L’idée de réduire le Top 14 à 12 équipes a longtemps été un des débats les plus clivants lors des réunions des présidents de club. S’il a désormais été définitivement enterré par la LNR, sous le mandat de René Bouscatel, les plus fidèles partisans de cette révolution semblent aujourd’hui être en partie exaucés. L’affirmation est évidemment volontairement provocatrice. Mais après seulement six journées dans ce championnat, Montauban (13e) et Perpignan (14e) se baladent déjà dans les tréfonds du classement avec l’étiquette dédiée aux condamnés d’avance. Les jeux sont-ils déjà faits pour les 13e et 14e places respectivement synonymes de barrage et de relégation directe ?
« La saison est encore très longue, il peut se passer beaucoup de choses », observe prudemment l’ancien ouvreur Jonathan Wisniewski, désormais consultant pour Canal+. « En revanche, ça montre que s’il y avait un petit round d’observation il y a quelques années, durant lequel on pouvait démarrer difficilement avant d’amorcer une dynamique, c’est désormais de plus en plus dur, avec des scores de plus en plus lourds : le championnat est impitoyable. On a limite l’impression que deux équipes se battent pour le maintien et les 12 autres pour le titre. »
Le jugement peut sembler aussi sévère que prématuré. Au cours des six dernières saisons, une seule des deux équipes occupant les deux dernières places après six journées a été reléguée. Mais ce constat illustre toutefois une réalité aussi froide que factuelle. Avant de respectivement recevoir l’Union Bordeaux-Bègles et de se déplacer sur le terrain du Stade Rochelais, les Perpignanais et les Montalbanais n’ont toujours pas remporté la moindre rencontre cette saison.

◆ DONNÉES FOURNIES ◆
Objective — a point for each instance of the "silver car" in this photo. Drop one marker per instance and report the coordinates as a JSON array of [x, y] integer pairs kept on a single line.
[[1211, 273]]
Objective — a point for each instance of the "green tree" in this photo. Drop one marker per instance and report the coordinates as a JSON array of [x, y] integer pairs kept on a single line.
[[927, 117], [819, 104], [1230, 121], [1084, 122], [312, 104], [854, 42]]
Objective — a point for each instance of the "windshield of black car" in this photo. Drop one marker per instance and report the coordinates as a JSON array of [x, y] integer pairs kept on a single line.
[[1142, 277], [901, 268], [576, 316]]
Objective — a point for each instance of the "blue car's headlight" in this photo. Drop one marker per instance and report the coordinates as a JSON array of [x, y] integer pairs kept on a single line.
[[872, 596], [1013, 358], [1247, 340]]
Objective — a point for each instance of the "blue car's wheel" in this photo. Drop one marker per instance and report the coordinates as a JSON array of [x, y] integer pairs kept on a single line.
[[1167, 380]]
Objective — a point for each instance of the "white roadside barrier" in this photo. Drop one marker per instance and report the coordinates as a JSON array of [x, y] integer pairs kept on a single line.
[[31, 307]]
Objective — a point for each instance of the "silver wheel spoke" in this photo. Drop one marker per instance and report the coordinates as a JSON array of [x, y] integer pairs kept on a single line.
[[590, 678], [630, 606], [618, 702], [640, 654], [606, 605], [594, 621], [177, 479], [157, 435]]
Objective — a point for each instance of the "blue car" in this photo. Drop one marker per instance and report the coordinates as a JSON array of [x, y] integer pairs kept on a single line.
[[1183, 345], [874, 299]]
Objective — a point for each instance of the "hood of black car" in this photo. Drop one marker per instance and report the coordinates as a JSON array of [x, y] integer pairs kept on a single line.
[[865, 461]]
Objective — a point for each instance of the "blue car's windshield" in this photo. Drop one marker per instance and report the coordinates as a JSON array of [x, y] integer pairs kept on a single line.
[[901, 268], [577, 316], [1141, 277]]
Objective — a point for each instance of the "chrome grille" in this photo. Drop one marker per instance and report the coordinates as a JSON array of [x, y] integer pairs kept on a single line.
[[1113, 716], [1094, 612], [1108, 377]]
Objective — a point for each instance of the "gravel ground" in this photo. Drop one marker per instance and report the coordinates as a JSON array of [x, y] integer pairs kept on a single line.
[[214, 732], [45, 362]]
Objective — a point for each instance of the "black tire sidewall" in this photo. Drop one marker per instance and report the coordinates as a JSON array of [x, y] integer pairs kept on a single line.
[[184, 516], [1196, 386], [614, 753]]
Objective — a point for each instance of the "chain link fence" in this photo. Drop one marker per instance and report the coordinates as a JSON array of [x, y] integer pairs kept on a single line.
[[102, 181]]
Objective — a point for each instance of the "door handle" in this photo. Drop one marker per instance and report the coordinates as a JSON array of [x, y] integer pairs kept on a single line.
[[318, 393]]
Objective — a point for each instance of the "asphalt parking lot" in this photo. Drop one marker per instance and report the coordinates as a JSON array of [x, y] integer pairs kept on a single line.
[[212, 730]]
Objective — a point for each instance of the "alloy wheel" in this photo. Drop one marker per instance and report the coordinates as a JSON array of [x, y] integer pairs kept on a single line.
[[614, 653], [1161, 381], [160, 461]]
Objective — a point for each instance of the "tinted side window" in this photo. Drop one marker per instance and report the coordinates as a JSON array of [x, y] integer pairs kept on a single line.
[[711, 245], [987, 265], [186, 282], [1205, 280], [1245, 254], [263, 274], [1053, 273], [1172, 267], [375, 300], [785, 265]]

◆ CONSIGNES ◆
**a.** Pouvez-vous transcrire le texte sur le Top 14 depuis « L’idée de réduire » jusqu'à « relégation directe ? » ?
**b.** Comment rendre en anglais cette phrase du texte sur le Top 14 : « Au cours des six dernières saisons, une seule des deux équipes occupant les deux dernières places après six journées a été reléguée. » ?

◆ LES RÉPONSES ◆
**a.**
L’idée de réduire le Top 14 à 12 équipes a longtemps été un des débats les plus clivants lors des réunions des présidents de club. S’il a désormais été définitivement enterré par la LNR, sous le mandat de René Bouscatel, les plus fidèles partisans de cette révolution semblent aujourd’hui être en partie exaucés. L’affirmation est évidemment volontairement provocatrice. Mais après seulement six journées dans ce championnat, Montauban (13e) et Perpignan (14e) se baladent déjà dans les tréfonds du classement avec l’étiquette dédiée aux condamnés d’avance. Les jeux sont-ils déjà faits pour les 13e et 14e places respectivement synonymes de barrage et de relégation directe ?

**b.** Over the last six seasons, only one of the two teams occupying the bottom two places after six rounds was relegated.